◆ Task description
Copy out the material below, replacing "Point localization" with "Point annotation" wherever it occurs and leaving every other word as it is. Omit the pictures.
======== Records for this task ========
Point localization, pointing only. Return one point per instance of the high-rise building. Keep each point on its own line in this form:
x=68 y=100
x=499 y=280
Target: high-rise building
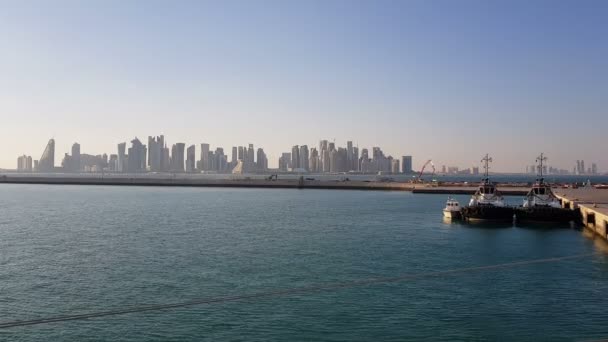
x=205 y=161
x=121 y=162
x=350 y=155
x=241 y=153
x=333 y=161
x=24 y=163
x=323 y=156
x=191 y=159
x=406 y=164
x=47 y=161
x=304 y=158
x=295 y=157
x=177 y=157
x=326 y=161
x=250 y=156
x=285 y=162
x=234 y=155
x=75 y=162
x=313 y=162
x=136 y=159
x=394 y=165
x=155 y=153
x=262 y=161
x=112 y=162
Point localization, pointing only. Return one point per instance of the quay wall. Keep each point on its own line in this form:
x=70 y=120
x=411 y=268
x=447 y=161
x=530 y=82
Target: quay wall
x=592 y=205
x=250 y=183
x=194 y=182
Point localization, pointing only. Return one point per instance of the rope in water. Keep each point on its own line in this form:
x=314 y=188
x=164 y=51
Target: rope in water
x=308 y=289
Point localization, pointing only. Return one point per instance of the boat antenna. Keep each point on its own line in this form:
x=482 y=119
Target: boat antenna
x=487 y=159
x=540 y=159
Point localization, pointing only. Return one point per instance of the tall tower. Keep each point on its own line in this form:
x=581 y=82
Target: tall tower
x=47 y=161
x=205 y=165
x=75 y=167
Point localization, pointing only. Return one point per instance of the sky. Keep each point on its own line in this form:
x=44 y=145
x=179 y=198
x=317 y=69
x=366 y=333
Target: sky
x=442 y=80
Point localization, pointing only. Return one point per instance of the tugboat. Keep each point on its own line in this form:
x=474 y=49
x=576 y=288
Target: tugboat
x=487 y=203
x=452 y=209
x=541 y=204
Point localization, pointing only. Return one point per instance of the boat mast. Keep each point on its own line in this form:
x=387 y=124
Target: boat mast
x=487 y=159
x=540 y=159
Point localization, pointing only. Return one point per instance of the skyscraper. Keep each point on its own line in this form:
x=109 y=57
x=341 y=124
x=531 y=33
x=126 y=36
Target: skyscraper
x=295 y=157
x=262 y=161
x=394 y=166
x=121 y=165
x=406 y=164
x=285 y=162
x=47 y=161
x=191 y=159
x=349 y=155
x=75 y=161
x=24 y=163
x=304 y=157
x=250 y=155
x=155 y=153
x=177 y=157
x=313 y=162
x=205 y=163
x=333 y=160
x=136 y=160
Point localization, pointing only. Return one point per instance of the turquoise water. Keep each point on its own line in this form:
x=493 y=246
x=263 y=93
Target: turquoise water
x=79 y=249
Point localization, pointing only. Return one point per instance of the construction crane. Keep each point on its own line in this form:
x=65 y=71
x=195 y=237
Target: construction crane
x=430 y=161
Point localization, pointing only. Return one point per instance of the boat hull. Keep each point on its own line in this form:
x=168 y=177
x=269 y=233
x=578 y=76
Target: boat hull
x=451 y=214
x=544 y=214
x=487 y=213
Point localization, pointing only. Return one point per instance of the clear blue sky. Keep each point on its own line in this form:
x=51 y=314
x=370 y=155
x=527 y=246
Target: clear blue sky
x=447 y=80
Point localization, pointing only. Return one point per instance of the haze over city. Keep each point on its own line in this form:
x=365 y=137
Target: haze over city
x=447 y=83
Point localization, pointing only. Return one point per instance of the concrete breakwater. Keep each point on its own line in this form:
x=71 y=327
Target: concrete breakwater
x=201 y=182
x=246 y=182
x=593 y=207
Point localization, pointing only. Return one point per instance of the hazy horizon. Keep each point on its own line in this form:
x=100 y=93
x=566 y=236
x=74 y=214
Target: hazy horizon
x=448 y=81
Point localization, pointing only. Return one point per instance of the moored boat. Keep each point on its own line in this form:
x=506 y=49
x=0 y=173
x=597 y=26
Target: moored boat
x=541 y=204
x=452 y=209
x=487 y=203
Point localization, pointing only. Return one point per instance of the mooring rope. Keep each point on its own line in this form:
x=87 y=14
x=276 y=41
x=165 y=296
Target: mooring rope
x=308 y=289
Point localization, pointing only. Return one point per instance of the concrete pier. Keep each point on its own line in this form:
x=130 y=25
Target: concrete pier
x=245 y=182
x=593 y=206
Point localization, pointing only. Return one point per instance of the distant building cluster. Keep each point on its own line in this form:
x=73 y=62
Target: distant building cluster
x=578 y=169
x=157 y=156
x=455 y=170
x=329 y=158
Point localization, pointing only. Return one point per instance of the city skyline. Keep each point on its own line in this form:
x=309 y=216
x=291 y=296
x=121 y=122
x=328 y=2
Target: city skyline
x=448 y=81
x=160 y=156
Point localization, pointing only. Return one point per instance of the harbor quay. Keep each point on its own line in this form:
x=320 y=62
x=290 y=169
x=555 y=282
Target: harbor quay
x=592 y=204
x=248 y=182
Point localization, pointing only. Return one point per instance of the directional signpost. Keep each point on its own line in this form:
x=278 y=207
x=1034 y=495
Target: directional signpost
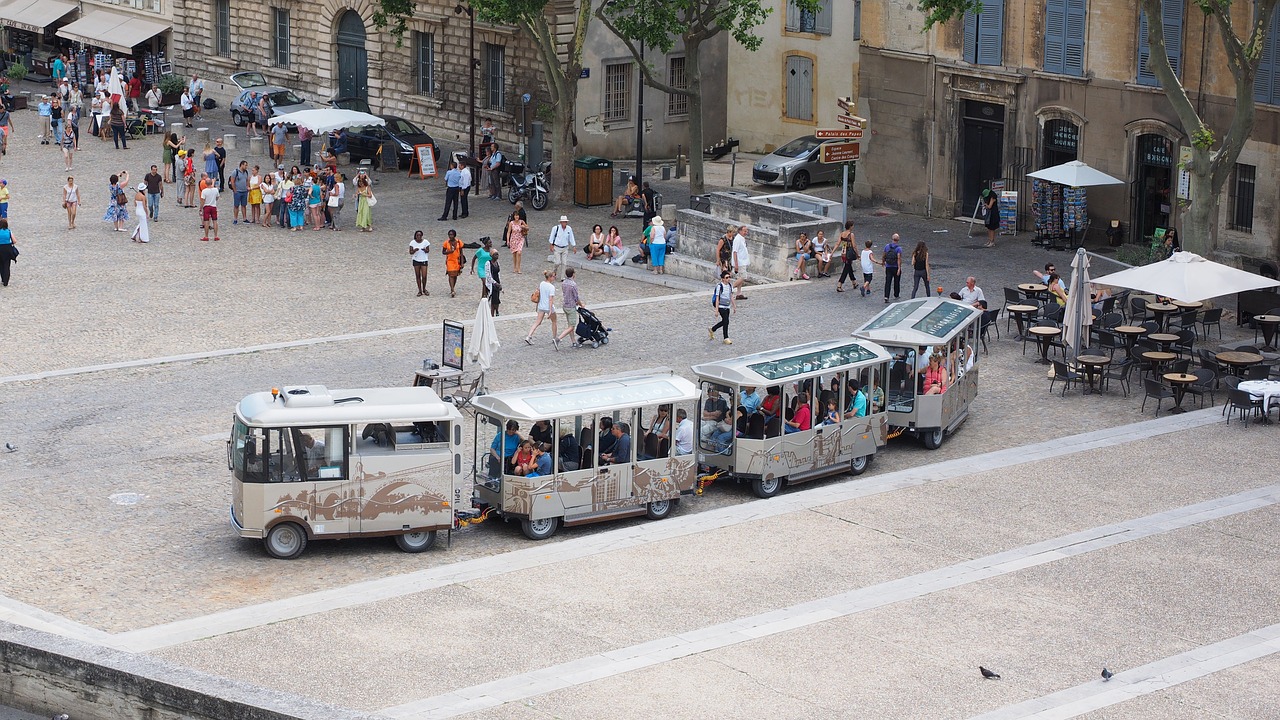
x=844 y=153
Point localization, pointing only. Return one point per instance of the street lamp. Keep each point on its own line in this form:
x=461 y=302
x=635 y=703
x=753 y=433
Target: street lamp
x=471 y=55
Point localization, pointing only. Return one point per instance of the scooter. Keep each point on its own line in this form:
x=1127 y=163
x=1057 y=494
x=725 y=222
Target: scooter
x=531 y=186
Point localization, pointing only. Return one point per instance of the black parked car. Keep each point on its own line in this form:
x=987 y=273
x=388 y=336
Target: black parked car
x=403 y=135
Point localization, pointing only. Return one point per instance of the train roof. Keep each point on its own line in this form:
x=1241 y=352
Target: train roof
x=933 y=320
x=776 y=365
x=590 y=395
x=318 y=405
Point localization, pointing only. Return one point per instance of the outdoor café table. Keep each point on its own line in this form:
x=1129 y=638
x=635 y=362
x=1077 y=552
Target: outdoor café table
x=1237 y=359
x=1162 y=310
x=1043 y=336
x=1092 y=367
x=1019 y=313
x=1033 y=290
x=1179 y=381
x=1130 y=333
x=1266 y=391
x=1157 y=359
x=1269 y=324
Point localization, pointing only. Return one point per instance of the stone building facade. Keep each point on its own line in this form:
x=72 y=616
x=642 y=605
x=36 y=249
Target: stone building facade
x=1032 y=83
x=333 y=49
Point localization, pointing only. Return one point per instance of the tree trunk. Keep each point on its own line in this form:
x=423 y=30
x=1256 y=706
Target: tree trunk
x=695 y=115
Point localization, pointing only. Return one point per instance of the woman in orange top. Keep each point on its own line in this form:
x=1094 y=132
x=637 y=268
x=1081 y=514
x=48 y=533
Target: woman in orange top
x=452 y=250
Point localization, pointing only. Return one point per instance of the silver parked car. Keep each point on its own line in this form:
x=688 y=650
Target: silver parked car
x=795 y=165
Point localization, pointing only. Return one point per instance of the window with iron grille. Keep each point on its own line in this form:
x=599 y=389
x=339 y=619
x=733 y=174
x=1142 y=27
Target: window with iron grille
========
◆ Exercise result
Point annotation, pointing only. Return one point per instance of the high-rise building. Keep each point on its own line in this form:
x=68 y=100
x=499 y=280
Target: high-rise building
x=205 y=161
x=121 y=162
x=350 y=155
x=241 y=153
x=333 y=161
x=24 y=163
x=323 y=156
x=191 y=159
x=406 y=164
x=47 y=161
x=304 y=158
x=295 y=157
x=177 y=157
x=326 y=161
x=250 y=156
x=285 y=162
x=234 y=155
x=75 y=162
x=313 y=162
x=136 y=159
x=394 y=165
x=155 y=153
x=262 y=161
x=112 y=162
Point annotation, pointing only. Return one point per instance of the quay wall. Keep each point on its own line in this form:
x=70 y=120
x=411 y=268
x=447 y=161
x=530 y=82
Target: quay wall
x=592 y=205
x=250 y=183
x=194 y=182
Point annotation, pointing only. Return one point per instance of the rope in water. Keep each point on its own line in this form:
x=314 y=188
x=164 y=51
Target: rope in water
x=308 y=289
Point annotation, pointing only. Return one point per instance of the boat antenna. Keep each point on its own line in this form:
x=482 y=119
Target: boat antenna
x=487 y=159
x=540 y=159
Point annotation, pointing only. Return one point per instance of the tall tower. Keep each point on its own line in this form:
x=581 y=82
Target: tall tower
x=47 y=161
x=205 y=165
x=75 y=167
Point annotation, pointing only. Return one point per instance of the sky. Keep each point on its own line in this form:
x=44 y=145
x=179 y=198
x=317 y=69
x=366 y=333
Target: sky
x=442 y=80
Point annotation, pointing only. Return one point per instance of the tugboat. Keep each point on its own line in this form:
x=474 y=49
x=576 y=288
Target: tugboat
x=487 y=203
x=452 y=209
x=541 y=204
Point annotation, pointing only. Return one point per instance of the boat mast. Keep each point on its own line in this form:
x=387 y=124
Target: boat mast
x=487 y=159
x=540 y=159
Point annotation, pointing only. Return one point per instance of the skyscraper. Keep each point on its own line in this form:
x=109 y=57
x=341 y=124
x=531 y=33
x=126 y=36
Target: skyscraper
x=295 y=157
x=262 y=161
x=394 y=166
x=121 y=165
x=406 y=164
x=285 y=162
x=47 y=161
x=191 y=159
x=349 y=155
x=75 y=161
x=24 y=163
x=304 y=157
x=250 y=155
x=155 y=153
x=177 y=157
x=313 y=162
x=205 y=163
x=333 y=160
x=136 y=160
Point annotation, pointing only. Return one point per instance of the turquoise water. Keep each point on its own line in this form:
x=493 y=246
x=263 y=93
Target: turquoise water
x=79 y=249
Point annotation, pointing only. Return one point per instance of the construction crane. Keep each point on its own line in this form:
x=65 y=71
x=195 y=237
Target: construction crane
x=430 y=161
Point annotation, pointing only. Return one point per instance of the boat hull. Keep each point on its own line in this form:
x=168 y=177
x=269 y=233
x=578 y=76
Target: boat hull
x=451 y=214
x=544 y=214
x=487 y=213
Point annotation, pointing only. Return one point per instance of the clear blue sky. Keep each point on its own line in this form:
x=51 y=314
x=370 y=155
x=527 y=246
Target: clear blue sky
x=447 y=80
Point annotation, pointing only. Return one point per instance of the haze over city. Keep each point on its own line in this form:
x=365 y=137
Target: haze over city
x=447 y=83
Point annotation, pointing only. Return one point per instance of the concrete breakwater. Keep each point on its own line in this form:
x=71 y=327
Target: concrete breakwater
x=201 y=182
x=246 y=182
x=593 y=207
Point annotation, pointing only. Return one point per instance of the hazy horizon. Keep each point on its own line in this form:
x=100 y=93
x=566 y=236
x=74 y=214
Target: hazy horizon
x=448 y=81
Point annotation, pointing only. Return one point per instance of the moored boat. Keep each point on its own line in this form:
x=506 y=49
x=0 y=173
x=597 y=26
Target: moored boat
x=541 y=204
x=452 y=209
x=487 y=203
Point annotation, pointing only. Return one point per instance of the mooring rope. Keep each point on its own line in this form:
x=87 y=14
x=276 y=41
x=165 y=296
Target: mooring rope
x=308 y=289
Point annotation, pointing only. Return one point per instance of the concrete pier. Keep each point on its own line in this form:
x=130 y=25
Target: concrete pier
x=245 y=182
x=593 y=206
Point annotation, pointing only. Return one point per instance of the distant building cluster. Keep each point on its own line in this form:
x=73 y=62
Target: distant building cluster
x=578 y=169
x=157 y=156
x=455 y=170
x=329 y=158
Point annotation, pointing only. Return one point per instance of the city skyline. Keep each point on its own line in this form:
x=309 y=216
x=291 y=296
x=121 y=122
x=328 y=2
Target: city skyline
x=448 y=81
x=160 y=156
Point annotation, pointing only. Return one point per instance of the harbor quay. Keep each point on its own line in this form:
x=320 y=62
x=290 y=169
x=555 y=282
Target: harbor quay
x=592 y=204
x=248 y=182
Point annotation, pointing only. Return one point per instance of the directional signpost. Keep each point on its own line in this form:
x=278 y=207
x=1034 y=495
Target: directional signpost
x=844 y=153
Point annotation, pointing only. Return one point per instance of the street lamp. Keep each point on its own line in this form:
x=461 y=302
x=635 y=703
x=753 y=433
Target: street lamp
x=471 y=55
Point annotation, pointing only. Return one point per instance of the scooter. Keep each point on its own line in this form:
x=1127 y=163
x=1057 y=494
x=725 y=222
Target: scooter
x=531 y=186
Point annotation, pointing only. Return one point per instance of the black parked car. Keep each point on its own line in this form:
x=987 y=273
x=388 y=336
Target: black parked car
x=403 y=135
Point annotation, pointing only. Return one point per instance of the train roof. Keep each point on its own line in this form:
x=1241 y=352
Target: train roof
x=933 y=320
x=776 y=365
x=590 y=395
x=318 y=405
Point annotation, pointing only. Return one point per instance of the outdoor café table. Keep each point on its own line in this form:
x=1129 y=638
x=635 y=362
x=1077 y=552
Target: outdoor café table
x=1237 y=359
x=1162 y=310
x=1043 y=336
x=1092 y=367
x=1019 y=313
x=1033 y=290
x=1179 y=381
x=1130 y=333
x=1266 y=391
x=1157 y=359
x=1269 y=324
Point annotation, pointing only. Return one point per instance of the stone building facade. Keep each point on its own line in this form:
x=72 y=616
x=642 y=605
x=36 y=249
Target: stone building facade
x=1032 y=83
x=333 y=49
Point annotation, pointing only. Return one point per instance of the tree trunk. Keep each point on its own line in this form:
x=423 y=30
x=1256 y=706
Target: tree trunk
x=695 y=115
Point annotation, pointing only. Return one point per instance of the woman in orange top. Keep each point on its own line in this form:
x=1094 y=132
x=637 y=268
x=1081 y=514
x=48 y=533
Target: woman in orange top
x=452 y=250
Point annotation, pointing only. Return one point per instance of the silver parked car. Keep each point on its own line in this form:
x=688 y=650
Target: silver parked car
x=795 y=165
Point annotation, pointing only. Return one point per instance of the window with iron grille. Keep each point on its own line in this form:
x=599 y=389
x=339 y=619
x=733 y=174
x=1142 y=27
Target: window with iron grille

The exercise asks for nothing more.